■ REQUEST ■
Exactly reproduce the lines beginning with the line that includes "Q: Pick out each instance of the eroded" and ending with the last line of the data.

_____

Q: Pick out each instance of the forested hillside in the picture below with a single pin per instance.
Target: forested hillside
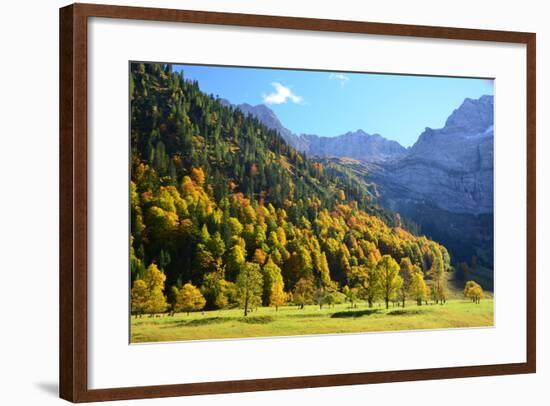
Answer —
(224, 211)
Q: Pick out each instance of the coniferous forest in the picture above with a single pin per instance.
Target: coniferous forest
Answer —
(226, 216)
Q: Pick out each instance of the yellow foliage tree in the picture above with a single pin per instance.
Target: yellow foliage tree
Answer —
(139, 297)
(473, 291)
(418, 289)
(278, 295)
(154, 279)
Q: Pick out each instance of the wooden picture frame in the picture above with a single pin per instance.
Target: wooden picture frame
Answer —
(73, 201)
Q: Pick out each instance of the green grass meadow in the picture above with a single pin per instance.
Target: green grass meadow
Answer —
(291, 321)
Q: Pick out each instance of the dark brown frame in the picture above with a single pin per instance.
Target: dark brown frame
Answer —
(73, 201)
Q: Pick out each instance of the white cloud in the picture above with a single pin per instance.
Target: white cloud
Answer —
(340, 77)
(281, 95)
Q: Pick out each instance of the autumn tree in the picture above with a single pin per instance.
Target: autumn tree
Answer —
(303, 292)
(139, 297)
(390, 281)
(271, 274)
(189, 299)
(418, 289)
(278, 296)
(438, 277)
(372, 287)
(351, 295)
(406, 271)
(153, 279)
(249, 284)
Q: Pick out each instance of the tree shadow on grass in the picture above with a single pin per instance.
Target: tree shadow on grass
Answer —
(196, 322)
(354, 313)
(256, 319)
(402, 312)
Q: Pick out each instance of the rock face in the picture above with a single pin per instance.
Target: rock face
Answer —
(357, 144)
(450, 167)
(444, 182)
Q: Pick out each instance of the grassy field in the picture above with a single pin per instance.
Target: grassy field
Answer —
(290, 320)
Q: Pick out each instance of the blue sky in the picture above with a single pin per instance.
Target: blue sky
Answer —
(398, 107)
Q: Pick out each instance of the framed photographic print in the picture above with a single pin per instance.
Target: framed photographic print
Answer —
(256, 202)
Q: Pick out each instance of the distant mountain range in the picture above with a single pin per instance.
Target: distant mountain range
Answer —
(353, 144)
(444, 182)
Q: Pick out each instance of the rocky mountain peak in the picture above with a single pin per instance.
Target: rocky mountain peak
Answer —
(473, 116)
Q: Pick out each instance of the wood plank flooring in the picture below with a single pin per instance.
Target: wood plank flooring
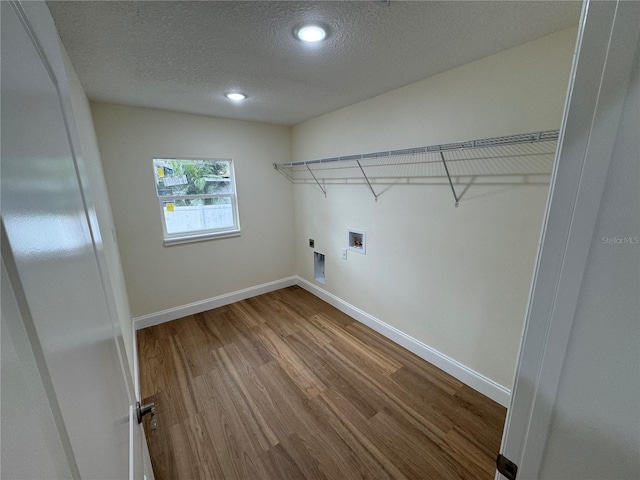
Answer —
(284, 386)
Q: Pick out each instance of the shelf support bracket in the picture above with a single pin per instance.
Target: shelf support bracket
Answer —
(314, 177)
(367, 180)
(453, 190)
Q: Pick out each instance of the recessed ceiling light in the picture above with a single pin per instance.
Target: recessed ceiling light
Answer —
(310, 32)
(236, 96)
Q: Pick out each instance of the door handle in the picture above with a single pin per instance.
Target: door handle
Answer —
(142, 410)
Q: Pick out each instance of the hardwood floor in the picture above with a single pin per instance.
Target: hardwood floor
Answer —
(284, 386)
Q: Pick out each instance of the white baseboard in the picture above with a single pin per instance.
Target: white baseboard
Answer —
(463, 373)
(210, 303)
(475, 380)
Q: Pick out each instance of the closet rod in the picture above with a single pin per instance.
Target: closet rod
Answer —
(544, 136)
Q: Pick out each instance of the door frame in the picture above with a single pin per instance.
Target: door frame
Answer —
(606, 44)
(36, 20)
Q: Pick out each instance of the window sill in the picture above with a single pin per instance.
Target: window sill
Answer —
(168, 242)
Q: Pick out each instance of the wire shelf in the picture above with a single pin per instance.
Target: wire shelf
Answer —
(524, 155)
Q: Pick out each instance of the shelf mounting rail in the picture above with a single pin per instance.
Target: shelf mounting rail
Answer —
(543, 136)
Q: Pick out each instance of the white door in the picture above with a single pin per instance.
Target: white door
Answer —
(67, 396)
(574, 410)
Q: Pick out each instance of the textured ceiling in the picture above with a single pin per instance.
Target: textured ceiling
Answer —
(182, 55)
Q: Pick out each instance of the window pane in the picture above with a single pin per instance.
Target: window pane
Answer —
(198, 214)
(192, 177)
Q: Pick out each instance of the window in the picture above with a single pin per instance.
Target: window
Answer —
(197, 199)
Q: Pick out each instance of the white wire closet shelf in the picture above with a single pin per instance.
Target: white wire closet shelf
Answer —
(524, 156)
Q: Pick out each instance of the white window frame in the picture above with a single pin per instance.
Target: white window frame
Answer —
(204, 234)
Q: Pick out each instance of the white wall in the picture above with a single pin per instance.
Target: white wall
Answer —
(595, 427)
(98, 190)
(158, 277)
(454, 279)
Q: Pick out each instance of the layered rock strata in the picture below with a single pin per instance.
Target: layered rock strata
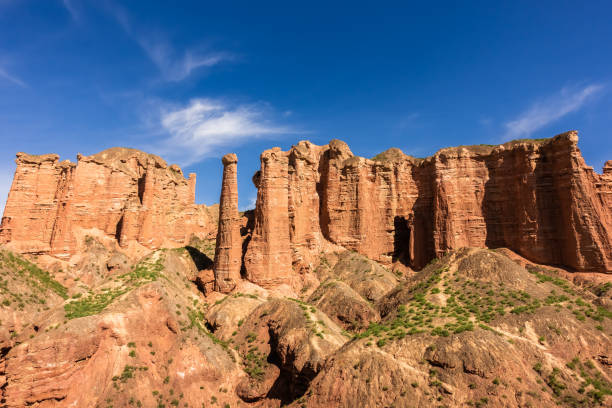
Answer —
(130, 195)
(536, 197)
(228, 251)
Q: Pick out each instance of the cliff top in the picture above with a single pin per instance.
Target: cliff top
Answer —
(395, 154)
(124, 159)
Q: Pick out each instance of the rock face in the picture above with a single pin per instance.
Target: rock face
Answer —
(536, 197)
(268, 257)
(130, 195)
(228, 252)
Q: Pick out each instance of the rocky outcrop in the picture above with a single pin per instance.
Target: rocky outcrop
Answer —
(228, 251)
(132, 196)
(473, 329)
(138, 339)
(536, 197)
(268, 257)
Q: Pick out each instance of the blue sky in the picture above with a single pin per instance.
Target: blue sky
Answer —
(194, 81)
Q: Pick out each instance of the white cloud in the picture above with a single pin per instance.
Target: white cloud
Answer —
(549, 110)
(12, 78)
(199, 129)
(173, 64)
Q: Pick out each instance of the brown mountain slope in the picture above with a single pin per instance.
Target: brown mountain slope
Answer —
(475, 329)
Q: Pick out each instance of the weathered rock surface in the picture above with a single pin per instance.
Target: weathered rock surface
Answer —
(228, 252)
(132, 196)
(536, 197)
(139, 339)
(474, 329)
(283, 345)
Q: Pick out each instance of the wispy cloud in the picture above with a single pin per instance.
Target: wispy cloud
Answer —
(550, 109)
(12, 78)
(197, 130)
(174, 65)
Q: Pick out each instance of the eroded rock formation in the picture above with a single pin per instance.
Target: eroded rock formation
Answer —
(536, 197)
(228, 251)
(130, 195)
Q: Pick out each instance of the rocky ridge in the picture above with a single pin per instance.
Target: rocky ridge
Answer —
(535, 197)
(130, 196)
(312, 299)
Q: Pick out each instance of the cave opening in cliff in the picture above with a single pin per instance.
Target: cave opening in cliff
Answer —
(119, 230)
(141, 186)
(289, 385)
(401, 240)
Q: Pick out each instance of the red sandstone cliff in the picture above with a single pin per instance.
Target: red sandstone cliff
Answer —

_____

■ TASK SOLUTION ■
Q: Pick out each instance of the eroded rock formation in the picture above with a single pin per instance.
Target: eroded rock formation
Answer —
(536, 197)
(228, 251)
(130, 195)
Q: Pick out each instance of the rocky ridge in the picture above with a single pin per instance.
Target: rocky ridge
Answer —
(535, 197)
(130, 196)
(312, 299)
Q: Pick out each instance of the cave opening in cliff in the picture above with a single pin per instance.
Target: cave opening in cliff
Answer —
(119, 230)
(141, 186)
(289, 385)
(401, 240)
Q: Pick out each instance of the red sandstone cliff in the picture above with a single pin per instance.
Target: red sandstone cliff
Answer —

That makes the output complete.